## [TASK DETAILS]
Please copy out the article below on weekly episode releases, starting with "As some streaming" and going on through "wanted to watch.".

## [PASSAGE]
As some streaming services adopt weekly episode release patterns, it’s not as bad as you think
Note: This article contains very vague references to spoilers for “Wandavision” and the second season of “The Umbrella Academy.”
Three weeks ago, I logged on to a friend’s Disney Plus account to watch “Wandavision.” As a hardcore, longtime Marvel Cinematic Universe fan, I’d been waiting for this show since it was announced. I counted down the days to January 15, its release date. I cleared my schedule that Friday afternoon. And when the time came, I logged on to find that only two episodes had been released.
“Wandavision,” despite being a streaming service exclusive, would be releasing episodes weekly. I knew some other streaming services have begun experimenting with this, but never before had it been on a show I wanted to watch.

## [MATERIAL SHOWN]
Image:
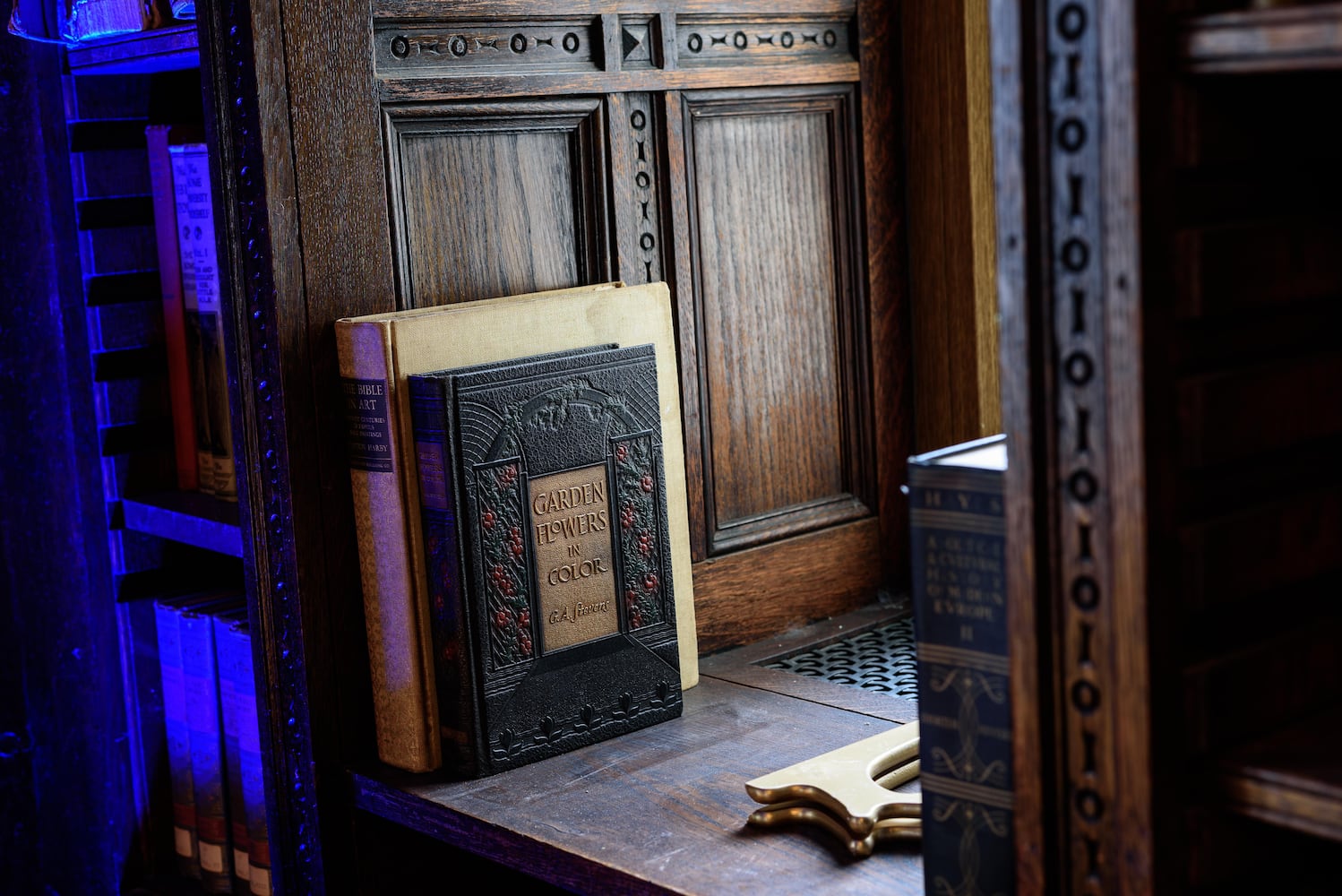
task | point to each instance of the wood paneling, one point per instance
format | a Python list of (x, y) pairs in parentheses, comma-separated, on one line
[(779, 314), (951, 234), (497, 199)]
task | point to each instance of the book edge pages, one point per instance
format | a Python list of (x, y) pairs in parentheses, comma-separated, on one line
[(580, 304)]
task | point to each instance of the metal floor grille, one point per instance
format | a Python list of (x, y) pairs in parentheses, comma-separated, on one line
[(878, 659)]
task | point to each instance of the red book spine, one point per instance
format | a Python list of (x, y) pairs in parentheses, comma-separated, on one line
[(175, 320)]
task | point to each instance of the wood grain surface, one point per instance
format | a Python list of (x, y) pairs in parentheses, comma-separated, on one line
[(662, 810)]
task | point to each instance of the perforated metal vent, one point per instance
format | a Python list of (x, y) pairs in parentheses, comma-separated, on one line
[(878, 659)]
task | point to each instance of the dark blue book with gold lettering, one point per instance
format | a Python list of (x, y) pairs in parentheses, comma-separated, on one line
[(547, 553), (957, 534)]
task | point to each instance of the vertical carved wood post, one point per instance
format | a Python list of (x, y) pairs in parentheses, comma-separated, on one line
[(1066, 178)]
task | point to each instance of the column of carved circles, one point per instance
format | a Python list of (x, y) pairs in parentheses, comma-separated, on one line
[(1075, 219), (641, 110)]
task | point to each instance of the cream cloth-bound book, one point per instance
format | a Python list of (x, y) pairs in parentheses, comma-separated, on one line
[(377, 353)]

## [OUTPUT]
As some streaming services adopt weekly episode release patterns, it’s not as bad as you think
Note: This article contains very vague references to spoilers for “Wandavision” and the second season of “The Umbrella Academy.”
Three weeks ago, I logged on to a friend’s Disney Plus account to watch “Wandavision.” As a hardcore, longtime Marvel Cinematic Universe fan, I’d been waiting for this show since it was announced. I counted down the days to January 15, its release date. I cleared my schedule that Friday afternoon. And when the time came, I logged on to find that only two episodes had been released.
“Wandavision,” despite being a streaming service exclusive, would be releasing episodes weekly. I knew some other streaming services have begun experimenting with this, but never before had it been on a show I wanted to watch.